[[ PAGE TEXT open ]]

Read the full report

About the Report

The American Society of Landscape Architects compiled a comprehensive series of specific, actionable policy recommendations designed to give landscape architects a seat at the table and support for their vital work. The report is broken down into four sections.

ASLA 2016 Professional Communications Honor Award. Sea Change: Boston, Sasaki Associates / Sasaki Associates

The first, Landscape Architects Apply STEM to Protect the Public, outlines the measures necessary to assist landscape architects in meeting the economic demands and challenges facing our nation.

Recommendations in this section include:

  • Support continued state licensure of highly complex technical professions, including landscape architecture, to protect the health, safety, and welfare of the public.
  • Provide targeted and sustained COVID-19 relief for small businesses, including landscape architecture firms.
  • Appoint landscape architects to key positions throughout the Biden-Harris administration, including within the Departments of Transportation, Interior, Housing and Urban Development, and Agriculture, and in the Environmental Protection Agency, General Services Administration, the U.S. Access Board, and others.
  • Include landscape architecture on the U.S. Department of Homeland Security (DHS) Science, Technology, Engineering, and Mathematics (STEM) Designated Degree Program List.

[[ PAGE TEXT closed ]]

QUESTIONS:
[a] In the page text about the ASLA policy report, condense the paragraph beginning "The American Society of Landscape Architects compiled" into one shorter sentence that keeps its main facts.
[b] Go on with the page text about the ASLA policy recommendations, starting after its final bullet point.

[[ INFORMATION SHOWN open ]]

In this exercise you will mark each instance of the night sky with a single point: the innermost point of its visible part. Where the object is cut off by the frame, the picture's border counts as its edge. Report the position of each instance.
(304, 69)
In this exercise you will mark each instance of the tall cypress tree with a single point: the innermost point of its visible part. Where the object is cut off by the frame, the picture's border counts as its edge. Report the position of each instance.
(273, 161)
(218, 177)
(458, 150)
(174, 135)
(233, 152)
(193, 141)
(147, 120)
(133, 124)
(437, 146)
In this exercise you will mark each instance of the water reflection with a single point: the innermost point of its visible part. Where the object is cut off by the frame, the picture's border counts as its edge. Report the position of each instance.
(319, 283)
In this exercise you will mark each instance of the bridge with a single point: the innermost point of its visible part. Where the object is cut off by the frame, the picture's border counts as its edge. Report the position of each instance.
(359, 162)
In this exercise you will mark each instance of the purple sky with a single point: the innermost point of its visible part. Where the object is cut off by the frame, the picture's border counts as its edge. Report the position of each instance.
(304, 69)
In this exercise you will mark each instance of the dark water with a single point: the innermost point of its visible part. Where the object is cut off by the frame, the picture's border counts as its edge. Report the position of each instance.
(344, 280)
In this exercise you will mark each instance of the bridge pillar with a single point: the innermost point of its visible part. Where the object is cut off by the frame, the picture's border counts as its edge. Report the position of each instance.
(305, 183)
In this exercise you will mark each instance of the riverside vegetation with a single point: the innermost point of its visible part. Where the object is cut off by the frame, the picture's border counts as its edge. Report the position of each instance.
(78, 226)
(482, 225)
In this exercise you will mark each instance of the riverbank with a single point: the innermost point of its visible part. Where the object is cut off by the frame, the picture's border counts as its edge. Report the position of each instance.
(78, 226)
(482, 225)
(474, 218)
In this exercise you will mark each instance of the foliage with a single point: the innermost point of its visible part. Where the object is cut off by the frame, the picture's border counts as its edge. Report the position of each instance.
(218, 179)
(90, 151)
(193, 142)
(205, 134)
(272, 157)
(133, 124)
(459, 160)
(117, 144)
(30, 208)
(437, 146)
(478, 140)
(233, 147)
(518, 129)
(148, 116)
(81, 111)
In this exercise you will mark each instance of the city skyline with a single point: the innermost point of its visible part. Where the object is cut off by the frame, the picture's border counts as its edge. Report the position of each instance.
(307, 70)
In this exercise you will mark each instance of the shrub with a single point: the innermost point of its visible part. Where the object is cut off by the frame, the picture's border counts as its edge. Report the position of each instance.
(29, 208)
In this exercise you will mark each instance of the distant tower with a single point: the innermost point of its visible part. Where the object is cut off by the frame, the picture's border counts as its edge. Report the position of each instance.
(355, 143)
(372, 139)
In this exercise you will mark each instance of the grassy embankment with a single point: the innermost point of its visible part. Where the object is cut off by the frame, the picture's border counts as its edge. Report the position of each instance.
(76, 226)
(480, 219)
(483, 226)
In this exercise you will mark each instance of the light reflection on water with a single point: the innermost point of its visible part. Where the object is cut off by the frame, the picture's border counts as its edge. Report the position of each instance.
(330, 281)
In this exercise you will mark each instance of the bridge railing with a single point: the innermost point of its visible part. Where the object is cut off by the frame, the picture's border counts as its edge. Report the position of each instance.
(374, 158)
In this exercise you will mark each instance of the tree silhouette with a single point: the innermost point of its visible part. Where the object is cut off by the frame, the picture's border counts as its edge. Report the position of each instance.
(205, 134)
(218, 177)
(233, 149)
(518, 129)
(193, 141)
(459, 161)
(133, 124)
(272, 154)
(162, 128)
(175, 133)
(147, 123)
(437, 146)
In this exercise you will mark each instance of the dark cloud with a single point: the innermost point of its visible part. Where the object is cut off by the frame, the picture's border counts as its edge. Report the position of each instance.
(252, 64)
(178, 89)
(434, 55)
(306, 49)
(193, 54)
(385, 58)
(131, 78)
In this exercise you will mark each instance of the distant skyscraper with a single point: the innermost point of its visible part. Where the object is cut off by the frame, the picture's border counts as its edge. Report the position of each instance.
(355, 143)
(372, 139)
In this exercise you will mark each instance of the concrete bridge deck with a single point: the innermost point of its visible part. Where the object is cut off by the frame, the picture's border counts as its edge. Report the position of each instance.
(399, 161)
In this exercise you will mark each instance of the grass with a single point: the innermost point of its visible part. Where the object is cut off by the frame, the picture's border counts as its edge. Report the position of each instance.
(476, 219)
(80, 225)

[[ INFORMATION SHOWN closed ]]

ANSWERS TO EACH TASK:
[a] The American Society of Landscape Architects compiled specific, actionable policy recommendations, divided into four sections, to give landscape architects a seat at the table and support their work.

[b]
The second section, Landscape Architects Lead in Climate Solutions, focuses on policy solutions that support landscape architects’ work to design resilient, sustainable spaces that help communities mitigate and adapt to the effects of the ongoing climate crisis.

Recommendations in this section include:

  • Create a comprehensive, science-based climate action plan to significantly reduce carbon emissions.
  • Establish adaptation and mitigation strategies using natural systems to make communities more resilient to the impacts of climate change.
  • Protect underserved communities from climate and environmental injustices.
  • Adopt the Sustainable Sites Initiative® (SITES®) for all federal projects.
  • Reverse rules, regulations, and policies from the Trump administration that weaken environmental protections and ignore climate change, specifically involving the National Environmental Policy (NEPA) and the Waters of the U.S.( WOTUS).

The third section, Landscape Architects Transform Community Infrastructure, outlines policies to encourage the designing and building of community infrastructure projects in a way that fosters sustainable development, generates jobs, encourages healthy lifestyles, and creates resilient, equitable, and economically vibrant communities.

Recommendations in this section center around the following goals:

  • Upgrade to a multimodal transportation network.
  • Fix our nation’s water management systems.
  • Recognize public lands, parks, and open space as “critical infrastructure.”
  • Design resilient communities.

The fourth and final section, Landscape Architects Seek Racial, Social, and Environmental Justice, provides specific recommendations that seek to address the inequities that harm underserved communities, including communities of color, low-income populations, and Tribal and Indigenous communities across the country.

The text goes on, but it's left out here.